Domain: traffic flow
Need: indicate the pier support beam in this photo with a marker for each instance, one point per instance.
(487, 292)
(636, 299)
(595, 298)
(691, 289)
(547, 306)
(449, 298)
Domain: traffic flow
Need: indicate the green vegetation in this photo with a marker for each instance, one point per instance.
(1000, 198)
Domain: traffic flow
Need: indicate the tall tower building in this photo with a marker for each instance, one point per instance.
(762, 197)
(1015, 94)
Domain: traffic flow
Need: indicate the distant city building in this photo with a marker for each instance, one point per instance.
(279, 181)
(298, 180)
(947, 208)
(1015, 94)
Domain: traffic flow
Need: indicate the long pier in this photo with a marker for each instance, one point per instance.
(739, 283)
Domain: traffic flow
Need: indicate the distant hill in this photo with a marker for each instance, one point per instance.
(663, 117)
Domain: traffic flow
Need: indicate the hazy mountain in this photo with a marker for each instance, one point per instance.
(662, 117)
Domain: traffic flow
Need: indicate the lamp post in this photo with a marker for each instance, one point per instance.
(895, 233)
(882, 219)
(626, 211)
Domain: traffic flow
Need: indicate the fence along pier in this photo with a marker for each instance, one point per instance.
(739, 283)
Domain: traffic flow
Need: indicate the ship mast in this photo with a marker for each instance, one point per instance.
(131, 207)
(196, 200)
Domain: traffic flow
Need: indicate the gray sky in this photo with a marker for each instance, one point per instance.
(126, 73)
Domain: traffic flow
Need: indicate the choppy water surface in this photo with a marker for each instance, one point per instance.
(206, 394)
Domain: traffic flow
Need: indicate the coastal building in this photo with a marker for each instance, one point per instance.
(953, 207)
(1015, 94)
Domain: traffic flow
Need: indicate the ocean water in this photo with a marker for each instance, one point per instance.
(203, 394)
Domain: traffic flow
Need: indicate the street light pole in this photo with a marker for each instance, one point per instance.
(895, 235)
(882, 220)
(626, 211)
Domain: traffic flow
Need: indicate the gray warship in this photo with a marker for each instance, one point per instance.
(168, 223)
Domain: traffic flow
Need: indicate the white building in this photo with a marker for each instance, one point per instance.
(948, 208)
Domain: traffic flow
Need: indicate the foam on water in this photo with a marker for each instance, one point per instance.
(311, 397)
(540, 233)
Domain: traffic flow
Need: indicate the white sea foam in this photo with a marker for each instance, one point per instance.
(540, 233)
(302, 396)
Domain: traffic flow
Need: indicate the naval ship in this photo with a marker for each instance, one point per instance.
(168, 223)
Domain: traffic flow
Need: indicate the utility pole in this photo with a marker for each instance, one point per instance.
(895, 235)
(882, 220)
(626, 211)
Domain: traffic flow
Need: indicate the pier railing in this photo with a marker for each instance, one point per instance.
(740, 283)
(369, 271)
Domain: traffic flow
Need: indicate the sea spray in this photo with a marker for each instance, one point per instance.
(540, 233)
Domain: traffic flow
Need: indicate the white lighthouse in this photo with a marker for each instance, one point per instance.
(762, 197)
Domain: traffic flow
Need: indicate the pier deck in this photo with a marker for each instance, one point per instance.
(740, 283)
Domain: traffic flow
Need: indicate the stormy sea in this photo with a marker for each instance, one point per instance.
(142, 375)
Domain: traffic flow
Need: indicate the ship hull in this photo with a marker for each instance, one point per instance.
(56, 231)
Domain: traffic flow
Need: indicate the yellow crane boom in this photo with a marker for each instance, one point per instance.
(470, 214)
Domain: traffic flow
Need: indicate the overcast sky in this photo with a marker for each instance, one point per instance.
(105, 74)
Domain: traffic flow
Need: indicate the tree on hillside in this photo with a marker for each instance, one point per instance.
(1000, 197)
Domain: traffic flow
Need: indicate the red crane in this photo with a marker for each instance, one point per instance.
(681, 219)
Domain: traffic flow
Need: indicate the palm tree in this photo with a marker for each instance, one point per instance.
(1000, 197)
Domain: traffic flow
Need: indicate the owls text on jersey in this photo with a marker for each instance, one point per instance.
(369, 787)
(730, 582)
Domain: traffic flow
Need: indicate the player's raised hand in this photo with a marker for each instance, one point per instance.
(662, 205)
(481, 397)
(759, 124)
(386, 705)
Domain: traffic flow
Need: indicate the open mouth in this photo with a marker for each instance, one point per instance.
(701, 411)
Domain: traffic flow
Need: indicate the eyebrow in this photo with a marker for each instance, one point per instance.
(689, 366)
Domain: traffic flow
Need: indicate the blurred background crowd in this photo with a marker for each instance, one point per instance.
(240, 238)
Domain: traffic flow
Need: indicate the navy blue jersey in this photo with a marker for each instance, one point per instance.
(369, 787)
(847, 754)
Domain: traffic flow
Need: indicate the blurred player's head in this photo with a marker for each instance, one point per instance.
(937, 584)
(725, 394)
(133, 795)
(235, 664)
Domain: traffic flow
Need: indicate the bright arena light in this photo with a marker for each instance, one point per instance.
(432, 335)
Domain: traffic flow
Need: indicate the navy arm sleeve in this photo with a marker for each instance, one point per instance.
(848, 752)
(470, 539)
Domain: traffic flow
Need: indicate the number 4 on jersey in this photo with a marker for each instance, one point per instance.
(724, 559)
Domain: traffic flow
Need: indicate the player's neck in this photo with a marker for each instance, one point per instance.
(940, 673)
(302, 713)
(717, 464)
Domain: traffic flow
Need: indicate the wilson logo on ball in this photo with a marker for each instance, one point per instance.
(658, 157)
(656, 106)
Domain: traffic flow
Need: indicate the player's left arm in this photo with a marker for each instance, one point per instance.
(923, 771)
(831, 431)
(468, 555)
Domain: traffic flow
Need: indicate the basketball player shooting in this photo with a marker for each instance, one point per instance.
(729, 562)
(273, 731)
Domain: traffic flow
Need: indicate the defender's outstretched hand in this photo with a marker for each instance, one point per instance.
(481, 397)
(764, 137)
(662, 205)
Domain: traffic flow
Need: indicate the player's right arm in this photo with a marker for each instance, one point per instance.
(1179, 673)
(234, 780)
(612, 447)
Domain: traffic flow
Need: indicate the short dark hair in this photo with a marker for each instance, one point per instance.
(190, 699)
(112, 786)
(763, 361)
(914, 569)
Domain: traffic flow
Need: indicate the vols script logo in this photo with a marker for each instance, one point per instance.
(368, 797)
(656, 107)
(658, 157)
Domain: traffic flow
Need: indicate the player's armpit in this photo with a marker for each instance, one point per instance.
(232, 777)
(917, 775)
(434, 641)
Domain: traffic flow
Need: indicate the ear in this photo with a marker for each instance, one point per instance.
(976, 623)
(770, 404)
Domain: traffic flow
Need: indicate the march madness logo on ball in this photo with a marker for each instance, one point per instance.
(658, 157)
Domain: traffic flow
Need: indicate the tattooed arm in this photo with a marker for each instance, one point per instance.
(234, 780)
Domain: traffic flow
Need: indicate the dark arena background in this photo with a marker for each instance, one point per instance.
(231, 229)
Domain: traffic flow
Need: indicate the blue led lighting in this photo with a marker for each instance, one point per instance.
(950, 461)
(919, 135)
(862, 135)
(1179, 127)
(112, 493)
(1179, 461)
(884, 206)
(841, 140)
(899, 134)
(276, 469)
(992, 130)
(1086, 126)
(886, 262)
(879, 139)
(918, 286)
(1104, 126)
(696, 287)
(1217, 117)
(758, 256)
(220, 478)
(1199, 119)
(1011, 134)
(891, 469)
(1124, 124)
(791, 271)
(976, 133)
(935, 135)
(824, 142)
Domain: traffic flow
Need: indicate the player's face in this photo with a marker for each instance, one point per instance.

-.-.-

# TASK DIRECTIONS:
Report how many lines in the entries above contain the string "arena", with case counting, and give only the number.

# FINISHED EXERCISE:
2